What is required
Transcribe exactly, please, the line bearing "task | place one marker on every instance of the tree" and all later lines through the end of the records, with the pictures left out.
:: Data for processing
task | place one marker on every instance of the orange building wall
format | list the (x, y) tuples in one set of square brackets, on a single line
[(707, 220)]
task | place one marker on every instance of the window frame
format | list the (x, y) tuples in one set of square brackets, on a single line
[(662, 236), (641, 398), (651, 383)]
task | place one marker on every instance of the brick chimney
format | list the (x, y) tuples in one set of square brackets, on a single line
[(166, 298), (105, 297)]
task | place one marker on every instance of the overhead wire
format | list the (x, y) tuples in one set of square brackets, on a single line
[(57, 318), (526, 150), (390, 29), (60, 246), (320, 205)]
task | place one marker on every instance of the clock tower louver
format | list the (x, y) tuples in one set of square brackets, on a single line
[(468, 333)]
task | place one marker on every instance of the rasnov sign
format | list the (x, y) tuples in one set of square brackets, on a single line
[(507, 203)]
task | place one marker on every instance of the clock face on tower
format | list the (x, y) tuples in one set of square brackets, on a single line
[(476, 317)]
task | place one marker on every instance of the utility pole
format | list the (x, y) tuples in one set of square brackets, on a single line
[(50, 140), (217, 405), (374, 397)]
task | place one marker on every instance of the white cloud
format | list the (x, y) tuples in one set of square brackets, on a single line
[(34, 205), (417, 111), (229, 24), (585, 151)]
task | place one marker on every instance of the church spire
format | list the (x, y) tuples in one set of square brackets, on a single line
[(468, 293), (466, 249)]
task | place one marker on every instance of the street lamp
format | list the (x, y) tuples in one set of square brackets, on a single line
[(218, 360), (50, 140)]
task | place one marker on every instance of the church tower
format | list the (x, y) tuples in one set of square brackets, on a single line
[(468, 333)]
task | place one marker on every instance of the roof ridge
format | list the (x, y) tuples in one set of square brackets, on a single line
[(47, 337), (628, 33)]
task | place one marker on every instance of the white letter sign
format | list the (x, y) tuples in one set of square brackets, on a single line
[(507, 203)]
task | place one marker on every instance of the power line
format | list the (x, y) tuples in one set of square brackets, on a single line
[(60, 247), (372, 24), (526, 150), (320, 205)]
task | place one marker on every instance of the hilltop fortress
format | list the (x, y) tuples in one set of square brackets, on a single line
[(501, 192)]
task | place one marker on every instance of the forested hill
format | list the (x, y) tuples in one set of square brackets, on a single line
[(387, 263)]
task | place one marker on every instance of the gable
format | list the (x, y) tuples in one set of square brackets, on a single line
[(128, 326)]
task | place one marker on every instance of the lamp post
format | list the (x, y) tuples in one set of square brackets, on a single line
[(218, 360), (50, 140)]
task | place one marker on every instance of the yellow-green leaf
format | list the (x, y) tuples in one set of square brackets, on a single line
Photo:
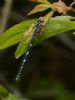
[(39, 8)]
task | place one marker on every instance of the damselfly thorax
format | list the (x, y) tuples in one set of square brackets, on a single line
[(38, 26)]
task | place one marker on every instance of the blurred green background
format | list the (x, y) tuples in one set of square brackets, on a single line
[(50, 71)]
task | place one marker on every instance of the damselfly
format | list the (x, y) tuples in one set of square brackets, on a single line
[(37, 28)]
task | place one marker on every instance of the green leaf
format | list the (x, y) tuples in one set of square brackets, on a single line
[(14, 34), (55, 26), (21, 49)]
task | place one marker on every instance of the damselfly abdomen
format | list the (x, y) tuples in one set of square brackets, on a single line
[(36, 30)]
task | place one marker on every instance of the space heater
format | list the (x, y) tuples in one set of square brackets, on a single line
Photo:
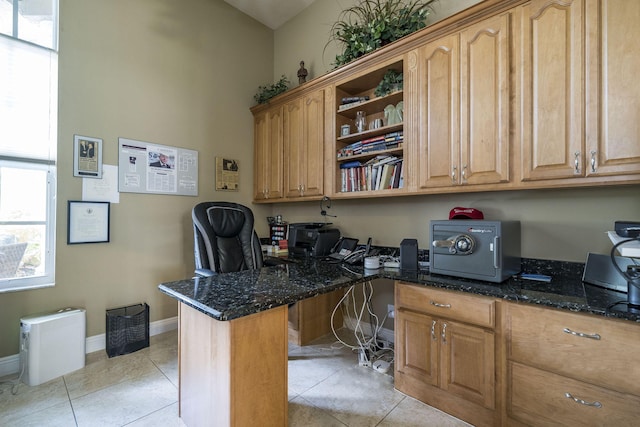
[(52, 344)]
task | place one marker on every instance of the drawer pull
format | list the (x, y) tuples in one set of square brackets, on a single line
[(437, 304), (580, 334), (595, 404)]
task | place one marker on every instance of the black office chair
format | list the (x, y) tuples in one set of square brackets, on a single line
[(224, 238)]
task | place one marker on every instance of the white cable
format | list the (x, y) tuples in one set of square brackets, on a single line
[(24, 347)]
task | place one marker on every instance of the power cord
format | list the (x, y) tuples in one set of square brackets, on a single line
[(24, 347), (370, 352), (632, 275)]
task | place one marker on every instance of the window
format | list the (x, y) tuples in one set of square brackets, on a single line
[(28, 137)]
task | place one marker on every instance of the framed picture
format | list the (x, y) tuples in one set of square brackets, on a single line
[(227, 174), (87, 157), (88, 222)]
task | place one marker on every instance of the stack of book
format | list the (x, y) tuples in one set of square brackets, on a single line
[(379, 173), (376, 143), (350, 101)]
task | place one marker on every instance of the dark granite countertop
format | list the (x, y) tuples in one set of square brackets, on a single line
[(233, 295)]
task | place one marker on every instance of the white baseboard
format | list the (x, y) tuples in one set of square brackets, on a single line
[(11, 364)]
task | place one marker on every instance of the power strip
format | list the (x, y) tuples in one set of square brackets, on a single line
[(363, 359), (381, 366)]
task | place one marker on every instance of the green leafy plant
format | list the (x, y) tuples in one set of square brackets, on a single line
[(371, 24), (265, 93), (391, 82)]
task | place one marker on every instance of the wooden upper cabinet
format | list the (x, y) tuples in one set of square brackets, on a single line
[(551, 64), (268, 151), (465, 106), (439, 131), (304, 145), (484, 101), (613, 97)]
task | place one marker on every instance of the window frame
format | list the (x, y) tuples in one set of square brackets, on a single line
[(26, 162), (47, 279)]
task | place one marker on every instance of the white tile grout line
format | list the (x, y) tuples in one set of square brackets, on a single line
[(11, 364)]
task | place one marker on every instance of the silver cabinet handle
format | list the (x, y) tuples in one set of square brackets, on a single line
[(581, 334), (437, 304), (595, 404)]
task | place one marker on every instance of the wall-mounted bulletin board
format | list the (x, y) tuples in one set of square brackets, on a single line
[(144, 167)]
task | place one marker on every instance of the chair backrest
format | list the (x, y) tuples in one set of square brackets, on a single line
[(224, 237), (10, 257)]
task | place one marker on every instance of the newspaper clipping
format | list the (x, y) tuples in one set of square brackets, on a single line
[(227, 174)]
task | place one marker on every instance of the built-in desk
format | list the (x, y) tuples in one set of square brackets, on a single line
[(233, 327)]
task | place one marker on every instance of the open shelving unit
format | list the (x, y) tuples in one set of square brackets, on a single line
[(361, 156)]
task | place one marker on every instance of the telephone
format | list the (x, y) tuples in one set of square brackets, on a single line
[(343, 248)]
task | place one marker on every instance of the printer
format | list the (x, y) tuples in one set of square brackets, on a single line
[(312, 239)]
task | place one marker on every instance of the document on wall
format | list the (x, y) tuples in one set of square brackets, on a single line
[(104, 189), (157, 169)]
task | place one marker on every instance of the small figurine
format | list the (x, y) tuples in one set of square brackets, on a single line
[(302, 73)]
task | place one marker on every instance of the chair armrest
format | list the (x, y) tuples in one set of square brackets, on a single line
[(205, 272)]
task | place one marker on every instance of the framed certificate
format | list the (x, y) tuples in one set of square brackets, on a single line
[(88, 222), (87, 157)]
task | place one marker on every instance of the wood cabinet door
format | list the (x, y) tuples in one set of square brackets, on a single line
[(304, 145), (417, 343), (551, 66), (468, 362), (439, 134), (268, 149), (613, 97), (484, 102)]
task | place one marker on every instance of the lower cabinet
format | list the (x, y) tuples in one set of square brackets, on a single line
[(445, 353), (312, 318), (571, 369)]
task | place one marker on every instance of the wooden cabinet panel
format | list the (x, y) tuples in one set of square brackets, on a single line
[(587, 348), (304, 145), (476, 310), (468, 362), (484, 101), (268, 152), (464, 96), (417, 346), (541, 398), (439, 137), (443, 361), (552, 89), (613, 97)]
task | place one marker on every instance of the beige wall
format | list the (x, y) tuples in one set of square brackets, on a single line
[(305, 37), (558, 224), (168, 72)]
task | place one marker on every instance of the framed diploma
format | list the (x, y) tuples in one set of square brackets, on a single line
[(87, 157), (87, 222)]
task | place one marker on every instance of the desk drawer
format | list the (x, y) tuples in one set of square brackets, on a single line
[(466, 308), (539, 398), (585, 347)]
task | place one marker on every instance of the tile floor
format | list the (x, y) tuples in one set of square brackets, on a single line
[(326, 388)]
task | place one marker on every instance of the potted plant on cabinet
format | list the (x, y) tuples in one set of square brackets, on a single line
[(372, 24)]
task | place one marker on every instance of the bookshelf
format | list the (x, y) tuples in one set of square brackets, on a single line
[(370, 160)]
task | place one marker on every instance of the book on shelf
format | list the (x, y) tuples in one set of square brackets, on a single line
[(352, 99), (348, 165)]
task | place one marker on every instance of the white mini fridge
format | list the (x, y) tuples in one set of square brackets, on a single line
[(52, 344)]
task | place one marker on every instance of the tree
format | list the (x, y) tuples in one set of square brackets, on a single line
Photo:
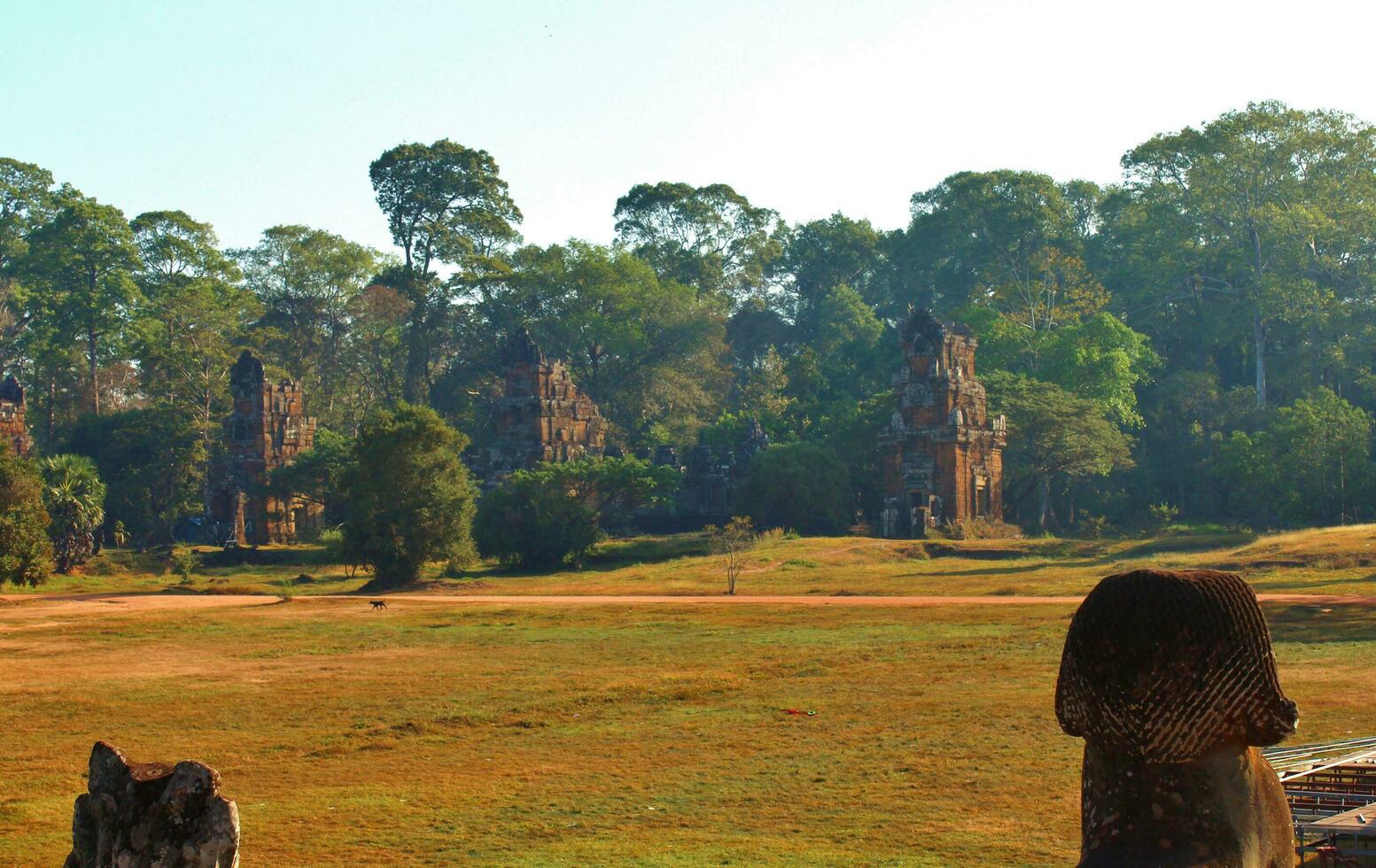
[(310, 283), (25, 549), (1053, 435), (190, 313), (445, 204), (27, 201), (1005, 240), (153, 465), (800, 486), (821, 255), (1311, 462), (410, 498), (711, 238), (646, 348), (316, 477), (534, 522), (1259, 218), (84, 260), (612, 489), (732, 541), (74, 500)]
::::
Answer to the exercise
task | place one marker on every instance of the tree
format | list the (x, y) tuples in one set of square brackets, on a single line
Photo:
[(310, 283), (25, 549), (1053, 435), (190, 313), (445, 204), (27, 201), (1005, 240), (153, 465), (800, 486), (821, 255), (1311, 462), (410, 498), (711, 238), (646, 348), (316, 477), (534, 522), (1259, 218), (84, 260), (612, 489), (732, 541), (74, 500)]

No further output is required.